« La Bouquinerie » – derniers libraires de la Galerie Bortier n° 1 et n°2

C’est par « un ami d’une amie » que Thibaut croise, en décembre 2022, Joël, fan de musique et employé par la Régie foncière de la Ville de Bruxelles. Joël cherche une solution pour Philippe et Martine Dufrenne, successeurs de l’historique librairie Vander Elst, qui doivent libérer les locaux situés à l’entrée du bras historique de la rue de la Madeleine où ils sont installés depuis 42 ans : « Ils ne savent pas quoi faire, est-ce que dans ton réseau associatif, tu ne connaîtrais personne qui »…

Peu avant les fêtes, le groupe d’amis, pas encore constitué en Collectif, vient voir le libraire Philippe Dufrenne avec, à l’esprit, l’achat de quelques livres qu’ils glisseront sous le sapin. Caroline connaissait la librairie mais n’en avait pas gardé un souvenir agréable. Elle se joint néanmoins au groupe. Lorsqu’ils descendent dans les gigantesques caves qui relient les N°1 et N°2, notre petit groupe d’amis est soufflé : sous les arcades de briques, c’est un véritable labyrinthe d’étagères chargés d’imprimés qu’ils découvrent! Thibaut, dans une inspiration quelque peu opportuniste et par boutade, propose de reprendre la librairie … « le temps de trouver une solution. » Philippe, qui était littéralement paniqué à l’idée de porter tout cela, lâche dans un souffle « Ah, ce serait bien » ! Les membres de ce qui deviendra LA BOUQUINERIE sont touchés par son désarroi. Personne ne voulait reprendre sa librairie – et donc son stock- car la Régie, ayant d’autres plans pour la Galerie, limitait les conditions de reprise des potentiels repreneurs à un bail d’une seule année. Bien trop court pour envisager l’avenir et, sans avenir, pas de repreneur.

« Game Over »

• **Votre tâche**: Reprenez sous forme de liste le paragraphe du texte sur La Bouquinerie qui commence par « Peu avant les fêtes », en gardant ses faits principaux. Les données qui suivent viennent d'une autre source.

• **Données enregistrées**:
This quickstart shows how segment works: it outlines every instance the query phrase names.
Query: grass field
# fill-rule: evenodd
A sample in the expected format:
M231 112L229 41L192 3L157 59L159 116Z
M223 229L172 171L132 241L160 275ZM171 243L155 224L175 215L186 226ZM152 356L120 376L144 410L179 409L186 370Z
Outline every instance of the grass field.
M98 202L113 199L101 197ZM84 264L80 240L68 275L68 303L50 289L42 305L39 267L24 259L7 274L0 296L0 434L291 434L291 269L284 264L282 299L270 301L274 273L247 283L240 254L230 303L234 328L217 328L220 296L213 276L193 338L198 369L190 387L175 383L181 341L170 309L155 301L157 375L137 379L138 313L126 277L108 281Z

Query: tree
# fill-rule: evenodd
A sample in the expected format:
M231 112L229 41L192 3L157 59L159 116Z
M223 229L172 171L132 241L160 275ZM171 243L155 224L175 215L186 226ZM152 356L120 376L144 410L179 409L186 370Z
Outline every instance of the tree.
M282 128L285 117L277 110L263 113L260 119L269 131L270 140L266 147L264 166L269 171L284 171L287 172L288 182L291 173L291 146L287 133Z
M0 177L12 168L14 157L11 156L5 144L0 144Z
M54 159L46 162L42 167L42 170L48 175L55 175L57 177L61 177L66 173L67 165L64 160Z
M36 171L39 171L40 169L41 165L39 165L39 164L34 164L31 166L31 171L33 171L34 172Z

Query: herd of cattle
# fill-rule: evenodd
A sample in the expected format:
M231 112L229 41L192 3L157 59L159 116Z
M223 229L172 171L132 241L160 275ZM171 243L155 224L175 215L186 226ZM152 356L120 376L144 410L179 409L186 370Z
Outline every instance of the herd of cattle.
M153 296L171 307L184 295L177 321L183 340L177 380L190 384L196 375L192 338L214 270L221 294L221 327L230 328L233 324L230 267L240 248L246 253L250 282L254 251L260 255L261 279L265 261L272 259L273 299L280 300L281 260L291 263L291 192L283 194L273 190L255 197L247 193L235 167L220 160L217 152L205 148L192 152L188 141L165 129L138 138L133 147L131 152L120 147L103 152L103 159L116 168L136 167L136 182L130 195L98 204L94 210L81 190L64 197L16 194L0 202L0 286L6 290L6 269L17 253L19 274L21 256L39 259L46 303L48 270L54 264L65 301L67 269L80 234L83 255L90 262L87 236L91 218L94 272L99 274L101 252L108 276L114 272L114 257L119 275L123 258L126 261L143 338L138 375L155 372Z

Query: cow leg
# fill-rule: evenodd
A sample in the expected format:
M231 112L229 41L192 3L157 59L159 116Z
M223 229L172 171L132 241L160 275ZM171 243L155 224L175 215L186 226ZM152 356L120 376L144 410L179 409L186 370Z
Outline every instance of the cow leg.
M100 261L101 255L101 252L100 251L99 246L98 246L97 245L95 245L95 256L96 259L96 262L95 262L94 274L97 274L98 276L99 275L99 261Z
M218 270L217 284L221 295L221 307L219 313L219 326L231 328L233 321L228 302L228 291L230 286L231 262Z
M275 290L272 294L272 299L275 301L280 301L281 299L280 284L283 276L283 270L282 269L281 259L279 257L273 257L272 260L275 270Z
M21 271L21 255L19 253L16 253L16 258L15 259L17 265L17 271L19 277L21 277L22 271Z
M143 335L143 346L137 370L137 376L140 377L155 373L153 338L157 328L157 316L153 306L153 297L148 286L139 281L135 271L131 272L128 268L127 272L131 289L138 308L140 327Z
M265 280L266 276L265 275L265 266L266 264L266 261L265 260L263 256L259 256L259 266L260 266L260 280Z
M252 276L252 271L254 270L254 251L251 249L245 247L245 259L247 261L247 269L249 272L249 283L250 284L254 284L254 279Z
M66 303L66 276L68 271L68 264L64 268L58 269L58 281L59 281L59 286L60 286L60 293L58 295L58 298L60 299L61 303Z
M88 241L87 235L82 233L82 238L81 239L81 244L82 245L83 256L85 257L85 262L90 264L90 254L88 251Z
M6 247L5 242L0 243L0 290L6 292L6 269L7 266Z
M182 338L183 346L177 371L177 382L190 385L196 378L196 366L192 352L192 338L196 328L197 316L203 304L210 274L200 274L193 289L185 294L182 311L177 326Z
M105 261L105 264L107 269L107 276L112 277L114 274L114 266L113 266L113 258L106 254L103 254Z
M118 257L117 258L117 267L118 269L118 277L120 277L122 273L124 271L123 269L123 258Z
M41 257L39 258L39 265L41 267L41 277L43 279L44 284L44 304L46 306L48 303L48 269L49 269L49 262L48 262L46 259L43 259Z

• **La réponse**:
- Peu avant les fêtes, le groupe d'amis, pas encore constitué en Collectif, rend visite au libraire Philippe Dufrenne pour acheter quelques livres à offrir.
- Caroline, qui n'avait pas gardé un bon souvenir de la librairie, se joint quand même au groupe.
- Dans les immenses caves qui relient les n° 1 et n° 2, ils découvrent sous des arcades de briques un labyrinthe d'étagères chargées d'imprimés.
- Thibaut propose, par boutade, de reprendre la librairie « le temps de trouver une solution ».
- Philippe, paniqué à l'idée de tout porter, répond : « Ah, ce serait bien ».
- Le groupe est touché par son désarroi.
- Personne ne voulait reprendre la librairie et son stock. La Régie, qui avait d'autres plans pour la Galerie, limitait la reprise à un bail d'un an, bien trop court pour envisager l'avenir.